• _SOLICITUD ESCRITA 1_
Convierte en una lista JSON de cadenas las líneas de las entradas, desde la línea con "Please identify the blue" hasta el final de las entradas, ambas incluidas, con una cadena por línea y sin las líneas en blanco.

• _TEXTO DE LECTURA_
Iván Vera-Pinto Soto, Cientista social, pedagogo y escritor

Elías Lafertte (1886-1961) fue un dirigente obrero y político que perteneció al Partido Obrero Socialista, el cual se considera antecesor del Partido Comunista de Chile, ocupando los cargos de Secretario General y Presidente. Fue Senador en los períodos 1937-1945 y 1945-1953. Candidato presidencial en las elecciones de 1931 y 1932.

En 1907 trabajó en la Oficina Salitrera de San Lorenzo, hito donde comenzó la gran huelga obrera. En ese campamento minero convivió directamente con el desarrollo del movimiento mutualista. Además, se inmiscuyó en los problemas de la vida de los pampinos. Aunque no intervino directamente, fue testigo de la Matanza en la Escuela Santa María de Iquique. Este hecho marcó su incorporación al mundo político del proletariado nacional. Allí logró materializar su sueño de convertirse en un actor aficionado, exponiendo el descontento minero a través de los personajes que le correspondió interpretar en múltiples monólogos. Asimismo, realizó todas las labores posibles: espoleó el caliche, fue buscador en las salitreras, atendió las pulperías, cateador, operario y herramentero. En 1905, se trasladó al Ferrocarril Salitrero, como tornero.

En junio de 1911 tuvo la oportunidad de conocer a Luis Emilio Recabarren cuando  laboraba en la Oficina Salitrera Ramírez. En esa oportunidad su amigo Jerónimo Zambrano, quien ejerció sobre él una acentuada influencia política, lo invitó a la estación de Huara a esperar al líder obrero que venía desde Santiago. Después de llegar en tren, un grupo de simpatizantes acompañaron a Recabarren a una pensión, se quedaron conversando hasta la madrugada.

• _ENTRADAS EXTRAÍDAS_
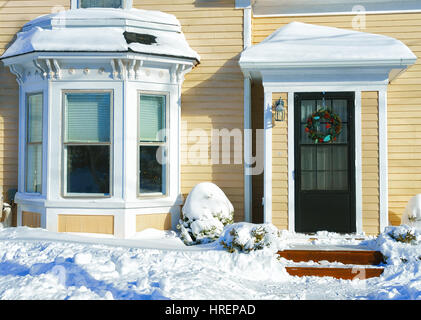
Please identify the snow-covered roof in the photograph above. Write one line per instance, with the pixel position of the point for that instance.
(103, 30)
(301, 44)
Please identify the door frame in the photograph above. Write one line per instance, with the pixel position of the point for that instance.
(350, 97)
(357, 87)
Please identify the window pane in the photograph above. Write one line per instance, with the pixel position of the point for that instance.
(340, 180)
(35, 118)
(308, 180)
(151, 170)
(33, 168)
(324, 154)
(308, 157)
(101, 3)
(88, 117)
(152, 118)
(88, 169)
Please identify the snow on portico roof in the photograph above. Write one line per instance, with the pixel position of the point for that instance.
(301, 44)
(102, 30)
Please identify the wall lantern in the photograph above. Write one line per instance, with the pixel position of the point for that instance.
(280, 110)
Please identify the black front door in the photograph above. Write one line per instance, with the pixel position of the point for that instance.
(324, 162)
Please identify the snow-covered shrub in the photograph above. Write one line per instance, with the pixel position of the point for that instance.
(247, 237)
(412, 213)
(206, 212)
(399, 244)
(404, 234)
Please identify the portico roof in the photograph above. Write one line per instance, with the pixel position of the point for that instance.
(305, 45)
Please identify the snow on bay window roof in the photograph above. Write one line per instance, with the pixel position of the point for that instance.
(103, 30)
(301, 44)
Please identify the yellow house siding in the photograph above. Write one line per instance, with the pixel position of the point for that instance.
(212, 93)
(86, 223)
(31, 219)
(257, 95)
(370, 162)
(280, 167)
(403, 97)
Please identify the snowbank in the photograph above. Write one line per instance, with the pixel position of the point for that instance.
(205, 213)
(247, 237)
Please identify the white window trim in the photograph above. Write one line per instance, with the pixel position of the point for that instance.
(64, 144)
(166, 144)
(75, 4)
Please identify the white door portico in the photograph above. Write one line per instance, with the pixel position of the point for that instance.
(300, 58)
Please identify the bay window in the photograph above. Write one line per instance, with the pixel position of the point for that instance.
(152, 144)
(87, 143)
(34, 143)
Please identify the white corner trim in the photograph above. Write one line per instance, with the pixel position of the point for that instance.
(248, 190)
(291, 162)
(247, 28)
(358, 163)
(267, 177)
(383, 161)
(242, 4)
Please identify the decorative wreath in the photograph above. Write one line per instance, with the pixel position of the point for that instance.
(323, 126)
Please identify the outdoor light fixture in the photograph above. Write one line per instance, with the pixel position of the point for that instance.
(280, 110)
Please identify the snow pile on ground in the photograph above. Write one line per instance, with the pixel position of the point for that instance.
(400, 245)
(412, 213)
(247, 237)
(206, 212)
(37, 264)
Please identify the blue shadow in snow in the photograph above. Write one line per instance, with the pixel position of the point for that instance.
(72, 275)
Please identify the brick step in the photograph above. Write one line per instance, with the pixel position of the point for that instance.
(351, 273)
(353, 257)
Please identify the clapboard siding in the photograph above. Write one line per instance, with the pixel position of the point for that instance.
(279, 166)
(257, 95)
(404, 100)
(370, 162)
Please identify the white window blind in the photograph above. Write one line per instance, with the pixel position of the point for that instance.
(101, 4)
(34, 143)
(152, 118)
(88, 117)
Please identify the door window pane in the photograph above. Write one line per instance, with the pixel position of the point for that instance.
(101, 4)
(151, 170)
(33, 165)
(88, 117)
(340, 180)
(308, 180)
(88, 169)
(308, 157)
(324, 157)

• _SOLICITUD ESCRITA 2_
Por favor, reproduce el fragmento del texto sobre Elías Lafertte desde "En 1907 trabajó" hasta "Salitrero, como tornero.", cambiando "caliche" por "salitre".

• _RESPUESTA CORRECTA 1_
[
  "Please identify the blue shadow in snow in the photograph above. Write one line per instance, with the pixel position of the point for that instance.",
  "(72, 275)",
  "Please identify the brick step in the photograph above. Write one line per instance, with the pixel position of the point for that instance.",
  "(351, 273)",
  "(353, 257)",
  "Please identify the clapboard siding in the photograph above. Write one line per instance, with the pixel position of the point for that instance.",
  "(279, 166)",
  "(257, 95)",
  "(404, 100)",
  "(370, 162)",
  "Please identify the white window blind in the photograph above. Write one line per instance, with the pixel position of the point for that instance.",
  "(101, 4)",
  "(34, 143)",
  "(152, 118)",
  "(88, 117)",
  "Please identify the door window pane in the photograph above. Write one line per instance, with the pixel position of the point for that instance.",
  "(101, 4)",
  "(151, 170)",
  "(33, 165)",
  "(88, 117)",
  "(340, 180)",
  "(308, 180)",
  "(88, 169)",
  "(308, 157)",
  "(324, 157)"
]

• _RESPUESTA CORRECTA 2_
En 1907 trabajó en la Oficina Salitrera de San Lorenzo, hito donde comenzó la gran huelga obrera. En ese campamento minero convivió directamente con el desarrollo del movimiento mutualista. Además, se inmiscuyó en los problemas de la vida de los pampinos. Aunque no intervino directamente, fue testigo de la Matanza en la Escuela Santa María de Iquique. Este hecho marcó su incorporación al mundo político del proletariado nacional. Allí logró materializar su sueño de convertirse en un actor aficionado, exponiendo el descontento minero a través de los personajes que le correspondió interpretar en múltiples monólogos. Asimismo, realizó todas las labores posibles: espoleó el salitre, fue buscador en las salitreras, atendió las pulperías, cateador, operario y herramentero. En 1905, se trasladó al Ferrocarril Salitrero, como tornero.